ACTIONS TO TAKE:
- A) Answer these questions from the passage on the Colony House:
(i) Who designed the building?
(ii) What earlier building did it replace?
(iii) What was Washington Square called at the time?
- B) Copy the passage on the Colony House from "The Fourth Oldest Extant" through "by Shannon Hammond.", swapping "Benjamin Wyatt" for "a local builder".
- C) Say whether each statement agrees with the passage on the Colony House. Answer yes or no, and quote the words that decide it.
(i) The Colony House was built between 1739 and 1741.
(ii) Its floor plan follows the layout of English cathedrals.
(iii) The identities of the people of African descent who worked on the building are known.

The Colony House

The Fourth Oldest Extant Statehouse


 

BUILT: 1739
WASHINGTON SQUARE

This 360-degree tour was created by the Department of Interior Architecture, RISD. 

The Newport Colony House is the fourth oldest statehouse still standing in the United States. It was designed by builder/architect Richard Munday, who also designed Trinity Church and the Seventh Day Baptist Meeting House in Newport. The Colony House was built between 1739 and 1741 by Benjamin Wyatt. Tradition maintains that people of African descent were engaged in the construction of this building. More research needs to be done to establish who these individuals were and what their freedom status was.

Council Chamber. Photo by Shannon Hammond.

The building replaced a smaller wooden courthouse built about 1687. The Colony House was constructed as part of the movement to bring formal town planning to Newport, which until then had developed in haphazard fashion. It was intended to help transform the Parade, as Washington Square was then named, into an elegant public space in keeping with the traditions of English cities. The design of the Colony House is derived from the English Georgian style popularized by the architect Sir Christopher Wren, but its floor plan follows the customary layout of English town or guild halls, which often had an open marketplace on the ground floor and civic offices on the second floor.

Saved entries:

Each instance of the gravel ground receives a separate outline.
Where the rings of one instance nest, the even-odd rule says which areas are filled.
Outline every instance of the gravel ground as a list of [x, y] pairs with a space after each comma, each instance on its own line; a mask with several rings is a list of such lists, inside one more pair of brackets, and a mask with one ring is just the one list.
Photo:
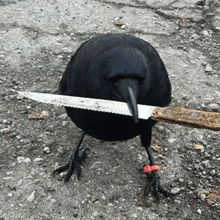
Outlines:
[[[64, 108], [16, 91], [53, 93], [75, 50], [103, 33], [151, 43], [172, 83], [172, 106], [220, 112], [219, 0], [3, 0], [0, 50], [0, 219], [220, 219], [219, 132], [158, 123], [152, 147], [175, 200], [150, 194], [139, 137], [90, 148], [79, 181], [52, 175], [79, 129]], [[120, 24], [123, 22], [122, 26]], [[44, 119], [30, 115], [42, 113]], [[195, 148], [199, 149], [195, 149]]]

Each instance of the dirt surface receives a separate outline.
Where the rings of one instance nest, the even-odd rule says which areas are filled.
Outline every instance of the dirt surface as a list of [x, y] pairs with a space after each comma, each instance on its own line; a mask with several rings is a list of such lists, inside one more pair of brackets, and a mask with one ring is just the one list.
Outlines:
[[[3, 0], [0, 9], [1, 220], [220, 219], [219, 132], [155, 126], [161, 183], [175, 194], [157, 204], [144, 195], [142, 167], [149, 161], [139, 137], [101, 142], [86, 136], [90, 152], [80, 180], [64, 184], [62, 175], [53, 176], [69, 160], [79, 129], [64, 108], [16, 93], [53, 93], [81, 43], [129, 33], [161, 55], [172, 106], [220, 112], [219, 0]], [[33, 112], [45, 119], [30, 119]]]

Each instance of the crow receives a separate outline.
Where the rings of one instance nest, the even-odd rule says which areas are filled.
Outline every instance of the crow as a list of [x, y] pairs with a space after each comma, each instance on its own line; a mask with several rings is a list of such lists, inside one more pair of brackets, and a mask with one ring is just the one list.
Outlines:
[[[65, 182], [72, 174], [79, 178], [80, 164], [86, 150], [79, 154], [84, 135], [104, 141], [124, 141], [140, 135], [150, 165], [151, 118], [138, 119], [137, 104], [166, 106], [171, 102], [171, 84], [159, 54], [148, 42], [128, 34], [105, 34], [83, 43], [63, 74], [59, 94], [122, 101], [128, 104], [133, 117], [66, 107], [67, 115], [79, 127], [81, 135], [70, 161], [54, 171], [67, 171]], [[159, 201], [159, 194], [172, 195], [160, 185], [159, 174], [149, 174], [149, 187]]]

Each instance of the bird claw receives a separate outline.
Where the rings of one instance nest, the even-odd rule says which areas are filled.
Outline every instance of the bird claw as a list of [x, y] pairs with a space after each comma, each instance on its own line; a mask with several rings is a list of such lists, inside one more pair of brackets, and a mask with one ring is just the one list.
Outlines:
[[81, 163], [83, 162], [83, 160], [85, 160], [85, 158], [87, 157], [86, 151], [88, 151], [89, 149], [85, 149], [81, 155], [78, 154], [78, 152], [76, 154], [74, 154], [74, 157], [70, 158], [69, 162], [67, 164], [65, 164], [64, 166], [59, 167], [58, 169], [54, 170], [53, 174], [55, 173], [62, 173], [66, 170], [67, 174], [65, 175], [64, 178], [64, 182], [68, 182], [70, 177], [74, 174], [73, 179], [79, 179], [80, 175], [81, 175]]
[[173, 195], [169, 192], [167, 192], [163, 187], [160, 185], [160, 176], [157, 172], [152, 172], [149, 176], [149, 185], [145, 190], [145, 195], [148, 196], [151, 187], [153, 188], [153, 195], [157, 202], [160, 202], [160, 193], [163, 194], [165, 197], [173, 198]]

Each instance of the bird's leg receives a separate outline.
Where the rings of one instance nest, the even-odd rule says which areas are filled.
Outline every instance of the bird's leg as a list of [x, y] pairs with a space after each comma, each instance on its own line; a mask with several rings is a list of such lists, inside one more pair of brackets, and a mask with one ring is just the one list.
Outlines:
[[76, 148], [73, 150], [73, 153], [71, 154], [70, 156], [70, 160], [67, 164], [65, 164], [64, 166], [56, 169], [53, 173], [62, 173], [63, 171], [65, 170], [68, 170], [67, 171], [67, 174], [65, 176], [65, 179], [64, 179], [64, 182], [68, 182], [70, 177], [72, 176], [72, 174], [76, 174], [77, 175], [77, 178], [79, 179], [80, 177], [80, 174], [81, 174], [81, 162], [86, 158], [86, 151], [88, 151], [89, 149], [85, 149], [80, 155], [79, 155], [79, 148], [80, 148], [80, 145], [82, 143], [82, 140], [85, 136], [85, 132], [82, 131], [80, 137], [79, 137], [79, 140], [78, 140], [78, 143], [77, 143], [77, 146]]
[[165, 197], [172, 197], [172, 194], [164, 190], [161, 185], [160, 185], [160, 176], [158, 174], [158, 167], [154, 163], [153, 155], [150, 149], [150, 144], [151, 144], [151, 134], [152, 130], [149, 130], [147, 133], [144, 135], [141, 135], [141, 143], [145, 147], [148, 158], [150, 161], [150, 167], [152, 167], [152, 171], [148, 173], [148, 180], [149, 180], [149, 185], [146, 188], [146, 195], [149, 194], [149, 191], [151, 187], [153, 188], [153, 195], [155, 199], [159, 202], [160, 201], [160, 193], [163, 194]]

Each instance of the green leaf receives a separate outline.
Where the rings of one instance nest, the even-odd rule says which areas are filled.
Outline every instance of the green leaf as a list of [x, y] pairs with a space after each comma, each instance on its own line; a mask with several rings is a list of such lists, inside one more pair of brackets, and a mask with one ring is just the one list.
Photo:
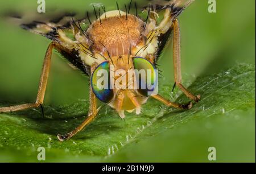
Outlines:
[[[0, 114], [0, 161], [38, 161], [37, 148], [49, 161], [255, 161], [255, 65], [240, 64], [197, 78], [189, 89], [201, 100], [189, 110], [167, 108], [150, 98], [140, 115], [125, 122], [108, 106], [68, 141], [56, 135], [72, 130], [85, 119], [88, 100], [69, 105]], [[188, 85], [188, 84], [185, 84]], [[160, 93], [179, 103], [188, 99], [171, 85]], [[176, 98], [177, 98], [176, 100]], [[1, 105], [8, 105], [7, 103]]]

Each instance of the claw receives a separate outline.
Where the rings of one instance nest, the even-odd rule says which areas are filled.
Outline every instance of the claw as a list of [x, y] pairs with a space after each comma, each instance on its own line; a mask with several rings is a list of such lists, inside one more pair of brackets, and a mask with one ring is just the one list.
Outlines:
[[61, 142], [63, 142], [64, 140], [68, 140], [70, 138], [70, 137], [71, 137], [71, 134], [69, 133], [65, 135], [60, 135], [60, 134], [57, 135], [57, 138]]
[[193, 103], [192, 102], [189, 102], [187, 105], [181, 105], [181, 107], [184, 109], [191, 109], [193, 106]]

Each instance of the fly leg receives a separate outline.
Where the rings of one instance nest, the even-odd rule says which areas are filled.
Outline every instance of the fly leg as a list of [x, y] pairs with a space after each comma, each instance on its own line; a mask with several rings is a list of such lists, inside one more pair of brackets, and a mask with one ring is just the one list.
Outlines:
[[158, 94], [155, 96], [152, 96], [152, 97], [160, 101], [161, 102], [162, 102], [163, 103], [164, 103], [164, 105], [166, 105], [168, 107], [172, 106], [177, 109], [190, 109], [193, 106], [193, 103], [191, 102], [189, 102], [187, 105], [179, 105], [172, 102]]
[[42, 107], [42, 105], [43, 104], [44, 101], [48, 78], [49, 76], [52, 49], [55, 48], [55, 43], [52, 42], [49, 44], [46, 51], [35, 102], [34, 103], [26, 103], [9, 107], [0, 107], [0, 113], [12, 112], [30, 108], [38, 107], [39, 106]]
[[[91, 68], [91, 74], [93, 72], [94, 68], [96, 66], [93, 65]], [[87, 118], [77, 127], [76, 127], [74, 130], [71, 132], [67, 133], [65, 135], [60, 135], [58, 134], [57, 135], [57, 138], [61, 142], [63, 142], [65, 140], [68, 140], [71, 137], [82, 131], [84, 127], [89, 125], [90, 122], [92, 122], [93, 119], [96, 117], [98, 109], [97, 109], [97, 100], [96, 96], [93, 93], [92, 91], [92, 87], [90, 87], [90, 107], [89, 109], [89, 113], [88, 115]]]
[[173, 22], [174, 28], [174, 78], [175, 84], [180, 90], [191, 100], [196, 102], [198, 102], [200, 100], [200, 96], [194, 96], [189, 91], [188, 91], [181, 84], [181, 70], [180, 65], [180, 34], [179, 27], [179, 22], [177, 19]]

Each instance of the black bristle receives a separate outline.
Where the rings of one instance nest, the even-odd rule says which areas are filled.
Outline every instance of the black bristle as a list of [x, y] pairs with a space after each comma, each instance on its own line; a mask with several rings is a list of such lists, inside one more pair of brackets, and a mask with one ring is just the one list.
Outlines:
[[130, 10], [131, 10], [131, 2], [133, 2], [133, 0], [131, 0], [131, 1], [129, 3], [129, 8], [128, 10], [128, 13], [130, 13]]
[[101, 24], [102, 24], [101, 22], [101, 9], [98, 9], [98, 17], [100, 18], [100, 22], [101, 23]]
[[90, 14], [88, 11], [86, 11], [86, 15], [87, 15], [87, 18], [88, 19], [89, 22], [90, 23], [90, 24], [92, 24], [92, 22], [90, 21]]
[[135, 6], [135, 10], [136, 10], [136, 16], [138, 16], [137, 3], [136, 3], [136, 2], [134, 3], [134, 6]]
[[125, 4], [125, 11], [126, 12], [126, 20], [128, 20], [128, 12], [127, 11], [127, 7]]
[[121, 16], [121, 12], [120, 12], [120, 9], [119, 9], [119, 4], [118, 4], [118, 3], [117, 2], [117, 1], [115, 2], [115, 3], [117, 3], [117, 10], [119, 11], [119, 15], [120, 16]]
[[93, 10], [94, 11], [95, 16], [96, 17], [96, 19], [98, 19], [98, 16], [97, 15], [97, 13], [96, 13], [96, 10], [95, 9], [95, 6], [94, 5], [93, 5]]

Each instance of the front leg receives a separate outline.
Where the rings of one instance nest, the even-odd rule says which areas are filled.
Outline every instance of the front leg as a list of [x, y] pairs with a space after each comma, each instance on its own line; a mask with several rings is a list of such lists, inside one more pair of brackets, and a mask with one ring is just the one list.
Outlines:
[[[44, 57], [43, 69], [40, 78], [39, 86], [38, 88], [36, 100], [35, 103], [18, 105], [7, 107], [0, 107], [0, 113], [5, 112], [13, 112], [15, 111], [25, 110], [30, 108], [42, 107], [42, 105], [44, 101], [44, 94], [46, 93], [46, 86], [47, 85], [48, 78], [51, 67], [51, 60], [52, 57], [52, 49], [56, 45], [54, 42], [52, 42], [47, 48]], [[43, 110], [43, 109], [42, 109]]]
[[179, 27], [179, 22], [177, 19], [173, 22], [174, 28], [174, 50], [173, 50], [173, 60], [174, 67], [174, 78], [175, 84], [178, 86], [183, 93], [191, 100], [198, 102], [200, 100], [200, 96], [194, 96], [192, 93], [188, 91], [181, 84], [181, 60], [180, 60], [180, 34]]
[[[91, 68], [91, 74], [93, 72], [94, 68], [96, 67], [96, 65], [93, 65], [92, 68]], [[93, 119], [96, 117], [98, 110], [97, 109], [97, 99], [96, 96], [93, 93], [93, 92], [92, 90], [92, 87], [90, 86], [90, 99], [89, 99], [89, 103], [90, 103], [90, 107], [89, 109], [89, 112], [88, 112], [88, 115], [87, 118], [77, 127], [76, 127], [74, 130], [72, 131], [67, 133], [65, 135], [60, 135], [58, 134], [57, 135], [57, 137], [58, 139], [63, 142], [65, 140], [69, 139], [71, 137], [75, 135], [76, 134], [79, 132], [80, 131], [82, 131], [84, 128], [89, 125], [90, 122], [92, 122]]]

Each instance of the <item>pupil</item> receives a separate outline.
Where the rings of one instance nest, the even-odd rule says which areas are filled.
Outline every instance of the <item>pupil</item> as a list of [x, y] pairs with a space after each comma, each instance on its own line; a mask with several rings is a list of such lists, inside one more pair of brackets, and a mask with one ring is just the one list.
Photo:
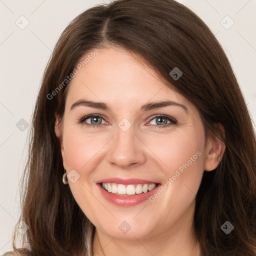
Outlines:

EXPECTED OUTPUTS:
- A)
(i) Richard Munday, a builder/architect
(ii) A smaller wooden courthouse built about 1687
(iii) The Parade

- B)
The Fourth Oldest Extant Statehouse


 

BUILT: 1739
WASHINGTON SQUARE

This 360-degree tour was created by the Department of Interior Architecture, RISD. 

The Newport Colony House is the fourth oldest statehouse still standing in the United States. It was designed by builder/architect Richard Munday, who also designed Trinity Church and the Seventh Day Baptist Meeting House in Newport. The Colony House was built between 1739 and 1741 by a local builder. Tradition maintains that people of African descent were engaged in the construction of this building. More research needs to be done to establish who these individuals were and what their freedom status was.

Council Chamber. Photo by Shannon Hammond.

- C)
(i) Yes: "The Colony House was built between 1739 and 1741 by Benjamin Wyatt."
(ii) No: "its floor plan follows the customary layout of English town or guild halls"
(iii) No: "More research needs to be done to establish who these individuals were and what their freedom status was."